▶ _PROVIDED ENTRIES_:
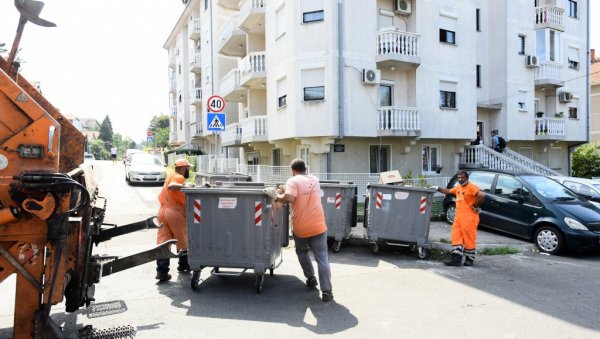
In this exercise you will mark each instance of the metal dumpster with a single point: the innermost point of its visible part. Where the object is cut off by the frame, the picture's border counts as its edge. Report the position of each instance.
(213, 178)
(339, 204)
(398, 215)
(234, 227)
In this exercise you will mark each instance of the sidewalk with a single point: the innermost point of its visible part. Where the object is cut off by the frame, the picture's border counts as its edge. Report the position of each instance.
(439, 238)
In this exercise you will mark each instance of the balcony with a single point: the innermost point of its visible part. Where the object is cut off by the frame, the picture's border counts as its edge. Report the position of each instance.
(253, 70)
(232, 40)
(549, 74)
(398, 121)
(254, 129)
(252, 15)
(196, 64)
(196, 96)
(229, 4)
(396, 48)
(232, 135)
(550, 129)
(194, 29)
(231, 88)
(549, 17)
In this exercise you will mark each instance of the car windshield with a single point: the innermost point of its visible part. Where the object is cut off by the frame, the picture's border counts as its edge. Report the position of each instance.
(549, 188)
(145, 160)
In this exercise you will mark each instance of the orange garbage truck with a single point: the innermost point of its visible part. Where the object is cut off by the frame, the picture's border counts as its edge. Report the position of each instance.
(50, 212)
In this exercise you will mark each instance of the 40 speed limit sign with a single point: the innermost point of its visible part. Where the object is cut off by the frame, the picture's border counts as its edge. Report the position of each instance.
(215, 104)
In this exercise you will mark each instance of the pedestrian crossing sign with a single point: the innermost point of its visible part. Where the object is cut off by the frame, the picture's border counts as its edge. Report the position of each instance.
(215, 121)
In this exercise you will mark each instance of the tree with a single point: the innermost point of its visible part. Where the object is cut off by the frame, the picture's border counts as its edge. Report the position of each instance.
(586, 161)
(106, 132)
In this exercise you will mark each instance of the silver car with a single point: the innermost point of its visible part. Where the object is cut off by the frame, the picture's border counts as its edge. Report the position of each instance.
(145, 168)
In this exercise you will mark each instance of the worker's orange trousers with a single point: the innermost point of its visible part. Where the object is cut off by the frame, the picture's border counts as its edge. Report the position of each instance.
(173, 223)
(464, 229)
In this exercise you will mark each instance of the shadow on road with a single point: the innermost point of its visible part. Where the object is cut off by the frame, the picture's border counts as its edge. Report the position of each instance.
(284, 299)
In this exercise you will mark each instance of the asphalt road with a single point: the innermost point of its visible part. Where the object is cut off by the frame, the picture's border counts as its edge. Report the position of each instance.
(391, 294)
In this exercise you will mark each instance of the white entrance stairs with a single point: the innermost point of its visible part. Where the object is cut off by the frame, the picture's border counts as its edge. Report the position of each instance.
(481, 156)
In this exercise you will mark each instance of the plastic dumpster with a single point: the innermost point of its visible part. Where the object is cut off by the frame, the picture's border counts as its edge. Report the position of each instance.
(339, 204)
(234, 227)
(398, 215)
(213, 178)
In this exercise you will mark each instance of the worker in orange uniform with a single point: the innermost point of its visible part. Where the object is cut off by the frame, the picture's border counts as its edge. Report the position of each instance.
(464, 228)
(172, 217)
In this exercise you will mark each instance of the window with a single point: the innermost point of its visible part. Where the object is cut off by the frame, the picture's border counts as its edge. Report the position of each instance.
(573, 58)
(314, 93)
(447, 99)
(573, 113)
(379, 158)
(448, 37)
(572, 9)
(280, 22)
(555, 158)
(521, 103)
(313, 16)
(431, 158)
(385, 95)
(521, 46)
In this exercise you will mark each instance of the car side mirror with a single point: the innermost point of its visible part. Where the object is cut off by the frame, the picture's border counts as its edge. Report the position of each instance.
(516, 197)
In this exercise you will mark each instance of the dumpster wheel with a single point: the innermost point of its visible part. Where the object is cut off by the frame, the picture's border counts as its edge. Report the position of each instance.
(336, 246)
(260, 278)
(195, 282)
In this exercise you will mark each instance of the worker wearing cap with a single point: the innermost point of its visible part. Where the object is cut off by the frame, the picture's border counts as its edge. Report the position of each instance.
(172, 217)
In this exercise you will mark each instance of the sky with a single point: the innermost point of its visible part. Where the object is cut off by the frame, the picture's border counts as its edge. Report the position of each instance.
(106, 57)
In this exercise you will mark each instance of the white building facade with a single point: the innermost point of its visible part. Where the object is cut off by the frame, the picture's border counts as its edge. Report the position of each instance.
(370, 86)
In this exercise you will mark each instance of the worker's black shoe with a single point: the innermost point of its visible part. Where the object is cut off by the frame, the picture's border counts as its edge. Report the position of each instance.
(327, 296)
(454, 260)
(163, 276)
(312, 282)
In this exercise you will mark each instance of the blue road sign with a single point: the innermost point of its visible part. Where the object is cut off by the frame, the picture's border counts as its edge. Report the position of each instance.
(215, 121)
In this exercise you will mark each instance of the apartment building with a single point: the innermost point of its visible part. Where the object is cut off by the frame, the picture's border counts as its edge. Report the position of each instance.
(374, 85)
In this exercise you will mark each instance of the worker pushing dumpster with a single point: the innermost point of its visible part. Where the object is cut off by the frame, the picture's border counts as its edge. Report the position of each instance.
(339, 204)
(398, 215)
(234, 227)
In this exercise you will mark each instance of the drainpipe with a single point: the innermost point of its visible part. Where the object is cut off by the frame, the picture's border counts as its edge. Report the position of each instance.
(587, 89)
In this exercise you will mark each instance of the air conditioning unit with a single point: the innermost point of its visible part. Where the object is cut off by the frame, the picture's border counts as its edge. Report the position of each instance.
(371, 76)
(532, 61)
(565, 96)
(403, 7)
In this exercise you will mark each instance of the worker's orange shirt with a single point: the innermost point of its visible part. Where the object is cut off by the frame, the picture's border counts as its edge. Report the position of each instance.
(308, 217)
(465, 197)
(169, 197)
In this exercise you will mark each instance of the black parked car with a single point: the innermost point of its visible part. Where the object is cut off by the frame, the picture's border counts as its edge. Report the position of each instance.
(533, 207)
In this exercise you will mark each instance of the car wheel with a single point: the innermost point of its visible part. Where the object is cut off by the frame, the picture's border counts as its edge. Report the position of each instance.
(451, 213)
(549, 240)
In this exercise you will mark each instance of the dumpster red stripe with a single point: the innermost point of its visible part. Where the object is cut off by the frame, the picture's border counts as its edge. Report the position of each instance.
(378, 197)
(423, 205)
(197, 211)
(258, 213)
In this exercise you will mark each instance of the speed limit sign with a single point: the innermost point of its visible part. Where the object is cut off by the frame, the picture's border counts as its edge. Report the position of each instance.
(215, 104)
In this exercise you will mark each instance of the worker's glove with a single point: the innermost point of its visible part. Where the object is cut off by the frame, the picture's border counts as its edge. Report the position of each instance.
(271, 192)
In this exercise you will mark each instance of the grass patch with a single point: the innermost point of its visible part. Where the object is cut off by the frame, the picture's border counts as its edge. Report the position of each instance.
(502, 250)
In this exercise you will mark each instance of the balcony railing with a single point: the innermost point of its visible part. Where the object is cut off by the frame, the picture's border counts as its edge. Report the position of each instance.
(549, 73)
(550, 128)
(392, 43)
(194, 29)
(549, 17)
(254, 129)
(398, 121)
(232, 135)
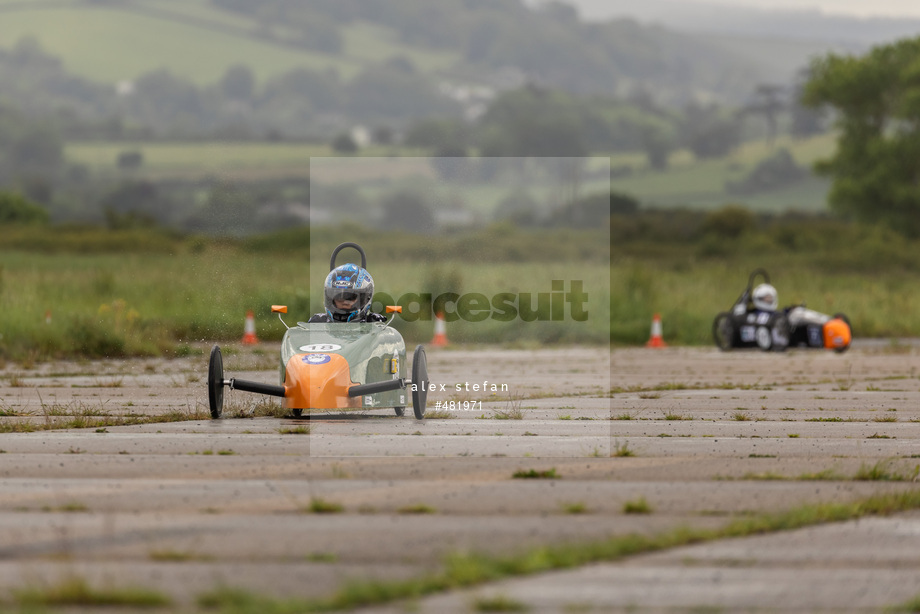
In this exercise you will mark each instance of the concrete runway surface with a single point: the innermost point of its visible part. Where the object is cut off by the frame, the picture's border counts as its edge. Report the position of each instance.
(183, 505)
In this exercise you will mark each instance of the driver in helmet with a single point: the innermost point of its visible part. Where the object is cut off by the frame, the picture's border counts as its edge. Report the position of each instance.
(765, 298)
(347, 295)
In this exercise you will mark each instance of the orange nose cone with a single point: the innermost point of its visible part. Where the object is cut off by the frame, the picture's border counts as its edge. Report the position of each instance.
(837, 334)
(318, 381)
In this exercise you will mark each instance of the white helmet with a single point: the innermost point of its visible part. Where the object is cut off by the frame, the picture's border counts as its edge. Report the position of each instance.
(765, 297)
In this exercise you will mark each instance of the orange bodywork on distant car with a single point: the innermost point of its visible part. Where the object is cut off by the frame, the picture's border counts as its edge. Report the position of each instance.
(837, 334)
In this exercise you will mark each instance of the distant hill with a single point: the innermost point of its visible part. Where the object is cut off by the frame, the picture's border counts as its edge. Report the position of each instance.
(497, 43)
(806, 24)
(780, 41)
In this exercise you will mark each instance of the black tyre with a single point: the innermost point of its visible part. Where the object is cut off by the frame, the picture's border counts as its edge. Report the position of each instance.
(723, 331)
(764, 338)
(419, 382)
(780, 333)
(216, 382)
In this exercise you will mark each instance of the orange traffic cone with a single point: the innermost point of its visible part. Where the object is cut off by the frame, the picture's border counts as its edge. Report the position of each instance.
(249, 332)
(440, 331)
(656, 341)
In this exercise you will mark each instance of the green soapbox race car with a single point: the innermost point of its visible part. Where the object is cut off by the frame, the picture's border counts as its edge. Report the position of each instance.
(336, 366)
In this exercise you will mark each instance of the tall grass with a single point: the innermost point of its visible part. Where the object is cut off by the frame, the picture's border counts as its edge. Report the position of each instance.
(133, 293)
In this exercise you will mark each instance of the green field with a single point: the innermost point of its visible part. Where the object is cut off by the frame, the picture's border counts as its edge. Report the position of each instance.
(151, 303)
(700, 184)
(121, 293)
(110, 42)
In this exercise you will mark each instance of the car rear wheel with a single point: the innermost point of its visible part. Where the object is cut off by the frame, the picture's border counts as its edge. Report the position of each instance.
(419, 382)
(216, 382)
(722, 331)
(763, 338)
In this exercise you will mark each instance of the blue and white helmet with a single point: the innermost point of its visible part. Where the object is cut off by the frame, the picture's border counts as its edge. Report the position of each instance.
(348, 282)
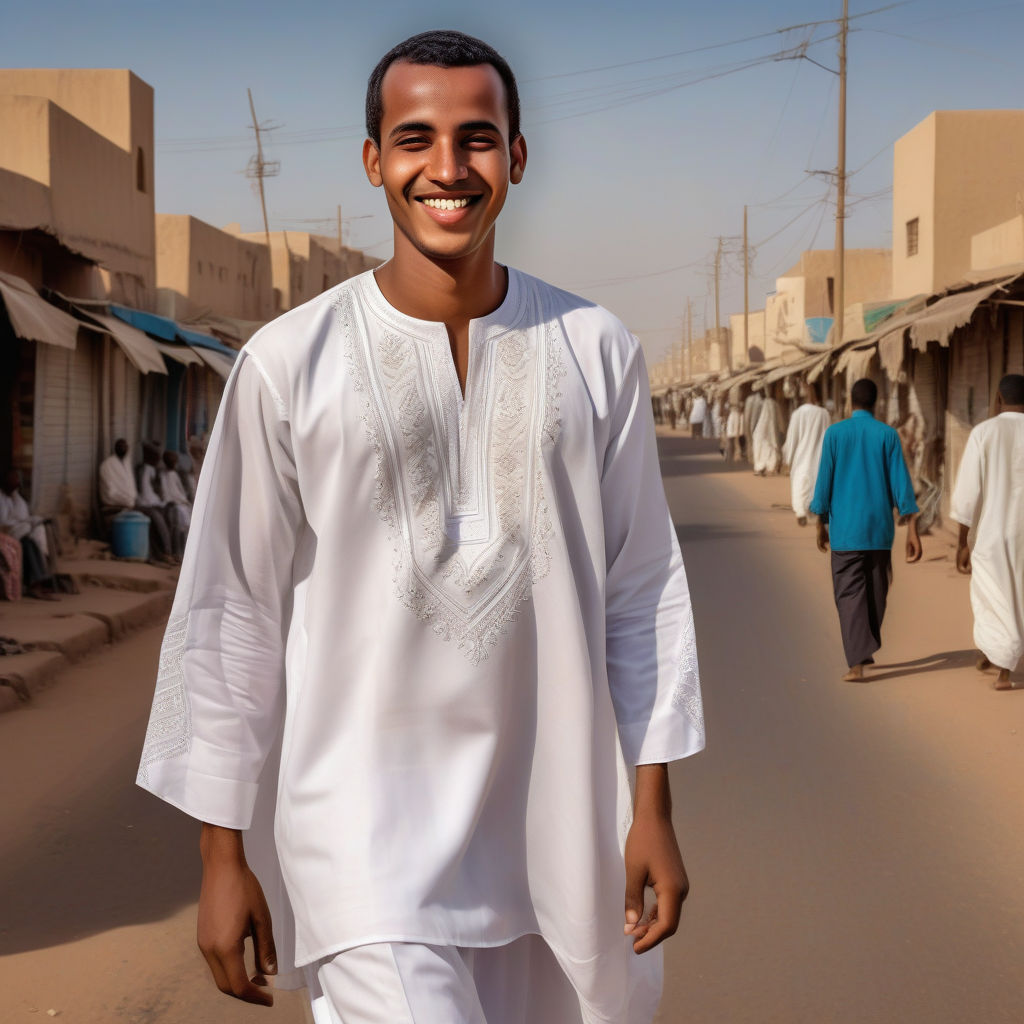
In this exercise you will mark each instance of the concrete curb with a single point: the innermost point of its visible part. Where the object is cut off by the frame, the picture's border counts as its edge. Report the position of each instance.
(55, 640)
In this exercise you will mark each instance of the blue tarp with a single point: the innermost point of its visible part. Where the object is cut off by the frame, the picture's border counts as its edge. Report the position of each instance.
(167, 330)
(818, 328)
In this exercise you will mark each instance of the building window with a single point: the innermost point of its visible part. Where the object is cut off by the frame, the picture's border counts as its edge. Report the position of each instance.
(911, 237)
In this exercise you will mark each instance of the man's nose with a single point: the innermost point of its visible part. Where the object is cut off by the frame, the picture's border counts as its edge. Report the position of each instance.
(446, 165)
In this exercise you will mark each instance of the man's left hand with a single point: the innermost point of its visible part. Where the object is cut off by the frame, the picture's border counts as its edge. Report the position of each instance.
(653, 860)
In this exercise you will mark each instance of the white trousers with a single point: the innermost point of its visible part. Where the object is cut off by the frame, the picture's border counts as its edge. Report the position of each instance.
(410, 983)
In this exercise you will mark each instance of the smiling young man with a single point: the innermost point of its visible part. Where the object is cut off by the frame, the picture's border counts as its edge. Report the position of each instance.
(432, 607)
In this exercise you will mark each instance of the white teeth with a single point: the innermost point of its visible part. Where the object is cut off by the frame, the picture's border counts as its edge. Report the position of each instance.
(445, 204)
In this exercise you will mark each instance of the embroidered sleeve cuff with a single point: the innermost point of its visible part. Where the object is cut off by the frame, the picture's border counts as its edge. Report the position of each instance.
(668, 737)
(222, 802)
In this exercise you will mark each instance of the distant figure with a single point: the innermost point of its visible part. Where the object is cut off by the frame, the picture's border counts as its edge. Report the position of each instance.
(767, 431)
(117, 483)
(176, 504)
(862, 474)
(197, 453)
(802, 451)
(151, 503)
(30, 530)
(733, 432)
(989, 497)
(752, 412)
(698, 413)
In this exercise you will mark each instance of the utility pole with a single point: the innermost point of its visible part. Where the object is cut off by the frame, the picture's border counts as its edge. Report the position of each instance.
(747, 294)
(723, 349)
(839, 292)
(689, 339)
(259, 168)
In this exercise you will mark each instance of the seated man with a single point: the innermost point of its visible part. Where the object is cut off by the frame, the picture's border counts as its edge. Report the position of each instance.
(176, 504)
(117, 483)
(38, 553)
(151, 503)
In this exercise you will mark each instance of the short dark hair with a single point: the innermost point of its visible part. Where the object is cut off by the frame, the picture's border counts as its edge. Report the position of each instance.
(1012, 389)
(864, 393)
(440, 48)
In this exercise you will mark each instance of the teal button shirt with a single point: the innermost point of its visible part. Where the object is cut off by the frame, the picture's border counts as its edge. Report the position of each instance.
(862, 476)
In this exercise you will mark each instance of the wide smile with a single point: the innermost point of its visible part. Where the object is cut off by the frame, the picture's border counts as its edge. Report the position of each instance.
(448, 209)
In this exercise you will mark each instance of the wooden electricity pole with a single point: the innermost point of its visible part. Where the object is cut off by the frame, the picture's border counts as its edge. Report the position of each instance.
(260, 168)
(839, 292)
(747, 294)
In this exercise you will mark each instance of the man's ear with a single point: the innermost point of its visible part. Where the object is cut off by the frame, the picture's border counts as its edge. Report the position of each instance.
(372, 163)
(517, 151)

▶ _REQUIREMENT_: Exact copies of the lines from the one with "the man's ear" through the final line of the listing should be returned, and no other lines.

▶ _WRITTEN RESPONSE_:
In this exercise you will mark each instance of the man's ear with a single point: the innermost point of its visible part. Where the object is cut off by the frame, the picture's border counts as its edge. Report the position of each instance.
(372, 163)
(517, 151)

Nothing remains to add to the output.